Exercise goal:
Repeat nothing but the lines below running from the one containing "# indicate every instance of the led" to the one containing "# indicate every instance of the shell". Keep both end lines.

Point-per-instance localization data:
════

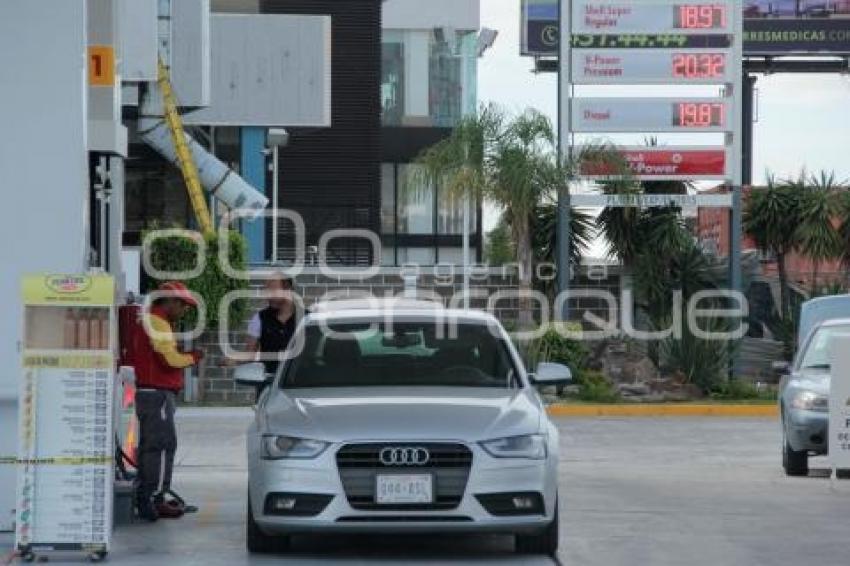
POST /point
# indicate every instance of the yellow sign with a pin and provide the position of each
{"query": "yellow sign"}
(101, 65)
(72, 289)
(67, 361)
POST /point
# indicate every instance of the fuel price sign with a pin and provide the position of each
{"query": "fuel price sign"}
(617, 115)
(651, 66)
(674, 16)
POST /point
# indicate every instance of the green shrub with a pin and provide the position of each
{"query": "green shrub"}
(553, 346)
(178, 253)
(741, 390)
(594, 387)
(699, 361)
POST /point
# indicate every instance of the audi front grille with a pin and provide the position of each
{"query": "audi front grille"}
(449, 465)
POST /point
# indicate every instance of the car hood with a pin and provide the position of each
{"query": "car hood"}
(812, 380)
(384, 413)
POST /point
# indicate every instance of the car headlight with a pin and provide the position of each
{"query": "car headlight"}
(531, 446)
(810, 401)
(280, 447)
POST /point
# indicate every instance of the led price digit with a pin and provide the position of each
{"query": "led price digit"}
(699, 16)
(699, 114)
(699, 65)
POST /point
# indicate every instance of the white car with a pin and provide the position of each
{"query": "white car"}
(402, 417)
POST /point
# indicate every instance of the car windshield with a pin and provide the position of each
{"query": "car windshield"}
(400, 354)
(817, 354)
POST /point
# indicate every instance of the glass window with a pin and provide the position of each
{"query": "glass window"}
(450, 215)
(416, 256)
(415, 203)
(156, 194)
(392, 82)
(454, 256)
(400, 354)
(387, 198)
(445, 86)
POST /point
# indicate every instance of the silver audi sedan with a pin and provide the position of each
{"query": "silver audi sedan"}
(402, 417)
(804, 399)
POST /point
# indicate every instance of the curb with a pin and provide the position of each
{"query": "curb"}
(664, 410)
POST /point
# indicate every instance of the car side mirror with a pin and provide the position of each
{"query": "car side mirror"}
(549, 373)
(252, 374)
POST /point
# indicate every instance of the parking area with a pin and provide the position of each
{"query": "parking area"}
(667, 491)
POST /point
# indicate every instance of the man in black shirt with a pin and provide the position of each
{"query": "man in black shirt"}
(270, 329)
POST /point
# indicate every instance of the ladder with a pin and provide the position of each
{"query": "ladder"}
(184, 154)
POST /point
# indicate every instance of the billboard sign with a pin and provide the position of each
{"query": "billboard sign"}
(714, 200)
(651, 115)
(651, 66)
(665, 164)
(771, 27)
(658, 16)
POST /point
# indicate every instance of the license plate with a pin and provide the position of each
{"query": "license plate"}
(398, 488)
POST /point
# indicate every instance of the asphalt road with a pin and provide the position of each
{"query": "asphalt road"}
(672, 491)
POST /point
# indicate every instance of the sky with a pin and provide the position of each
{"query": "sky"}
(802, 121)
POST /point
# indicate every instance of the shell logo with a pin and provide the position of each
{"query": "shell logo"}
(67, 284)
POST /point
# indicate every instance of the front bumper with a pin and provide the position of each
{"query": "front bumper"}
(807, 430)
(487, 475)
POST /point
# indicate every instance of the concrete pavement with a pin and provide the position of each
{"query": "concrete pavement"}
(634, 491)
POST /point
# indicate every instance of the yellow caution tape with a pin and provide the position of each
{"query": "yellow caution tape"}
(64, 461)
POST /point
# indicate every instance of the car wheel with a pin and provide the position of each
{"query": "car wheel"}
(546, 542)
(259, 542)
(796, 463)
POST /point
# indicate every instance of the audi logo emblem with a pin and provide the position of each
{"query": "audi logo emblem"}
(404, 456)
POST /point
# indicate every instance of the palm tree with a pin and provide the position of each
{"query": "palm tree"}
(819, 239)
(771, 217)
(510, 162)
(499, 249)
(545, 235)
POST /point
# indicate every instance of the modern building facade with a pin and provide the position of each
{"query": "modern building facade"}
(429, 54)
(402, 74)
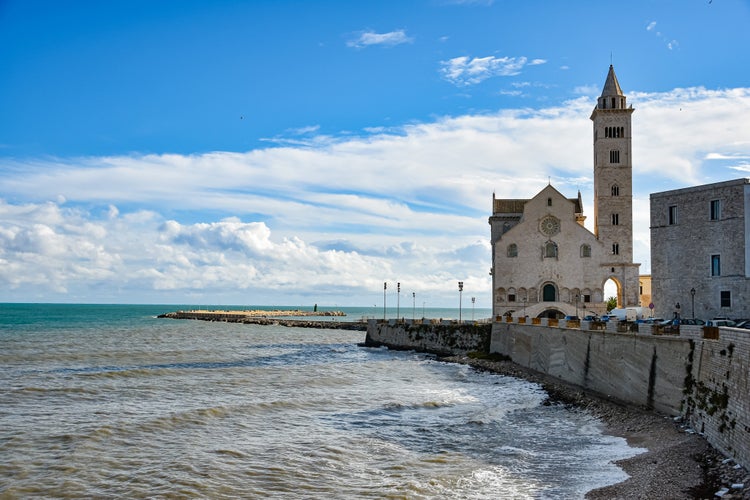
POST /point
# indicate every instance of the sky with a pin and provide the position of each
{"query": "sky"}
(298, 152)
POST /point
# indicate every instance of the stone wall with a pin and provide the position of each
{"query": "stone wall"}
(701, 373)
(704, 379)
(639, 369)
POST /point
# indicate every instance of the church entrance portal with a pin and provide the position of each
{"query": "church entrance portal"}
(548, 293)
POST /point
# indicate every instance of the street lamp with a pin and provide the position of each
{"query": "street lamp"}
(398, 301)
(692, 298)
(460, 294)
(385, 287)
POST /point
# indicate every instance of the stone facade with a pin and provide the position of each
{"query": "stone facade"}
(544, 261)
(699, 241)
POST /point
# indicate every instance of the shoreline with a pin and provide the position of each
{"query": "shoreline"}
(678, 463)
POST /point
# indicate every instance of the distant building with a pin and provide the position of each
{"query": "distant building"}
(699, 251)
(544, 261)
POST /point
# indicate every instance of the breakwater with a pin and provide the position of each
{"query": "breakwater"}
(436, 337)
(699, 373)
(277, 317)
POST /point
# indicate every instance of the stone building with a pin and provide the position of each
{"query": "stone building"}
(699, 251)
(544, 261)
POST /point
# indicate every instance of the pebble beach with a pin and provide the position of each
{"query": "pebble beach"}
(679, 463)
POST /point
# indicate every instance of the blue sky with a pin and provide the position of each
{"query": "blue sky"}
(279, 152)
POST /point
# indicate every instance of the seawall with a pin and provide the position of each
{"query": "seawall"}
(701, 374)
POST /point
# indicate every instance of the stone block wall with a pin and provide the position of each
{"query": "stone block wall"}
(647, 371)
(717, 391)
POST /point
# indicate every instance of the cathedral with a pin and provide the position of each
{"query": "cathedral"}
(545, 263)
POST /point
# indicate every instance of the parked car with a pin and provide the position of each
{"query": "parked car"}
(653, 320)
(692, 321)
(720, 322)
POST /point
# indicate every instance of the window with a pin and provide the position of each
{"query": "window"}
(715, 208)
(550, 250)
(716, 265)
(673, 215)
(726, 298)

════

Solution to the exercise:
# indicate every instance of the led price digit with a pin and provide the position of each
{"query": "led price digit"}
(699, 16)
(699, 114)
(699, 65)
POST /point
# indicate every instance of the white car with a pin and provide the position of each
{"query": "white car"}
(402, 417)
POST /point
# indicate every instance of the car windshield with a pin and provide the position of each
{"query": "car windshield"}
(400, 354)
(817, 354)
POST /point
# indicate every instance of the glass window with a pin and provide the position of each
{"query": "glass window"}
(450, 215)
(416, 256)
(415, 203)
(156, 194)
(392, 82)
(454, 256)
(400, 354)
(387, 198)
(445, 86)
POST /point
# indicate every instance of the silver audi sedan with a pin and provide the position of each
{"query": "silver audi sedan"}
(402, 417)
(804, 399)
POST /point
# indicate every instance of the curb with a pin and provide the position of each
{"query": "curb"}
(664, 410)
POST /point
# indicate every instance of the car side mirror with a pin and provide the position of each
{"query": "car side mirror"}
(549, 373)
(252, 374)
POST /point
# indicate every instance of the parking area with a pin and provide the position of each
{"query": "parking area"}
(667, 491)
POST /point
# indicate every instance of the man in black shirt with a pin and provide the position of each
{"query": "man in black shirt"}
(270, 329)
POST /point
# indicate every instance of the ladder with a pin and provide the position of each
{"query": "ladder"}
(184, 154)
POST /point
# indicate every instance of the billboard sign with a pin and provide the position of each
{"query": "billboard sign"}
(714, 200)
(651, 115)
(651, 66)
(665, 164)
(771, 27)
(658, 16)
POST /point
# indicate every instance of the license plate with a pin and provide the position of each
{"query": "license plate"}
(398, 488)
POST /point
# indicate every instance of the asphalt road with a pin and provide the position of each
{"query": "asphalt road"}
(672, 491)
POST /point
# indicate every instance of the sky with a pin and provide the position of each
{"query": "sky"}
(802, 121)
POST /point
# indicate every instance of the shell logo with a pin and provide the position of each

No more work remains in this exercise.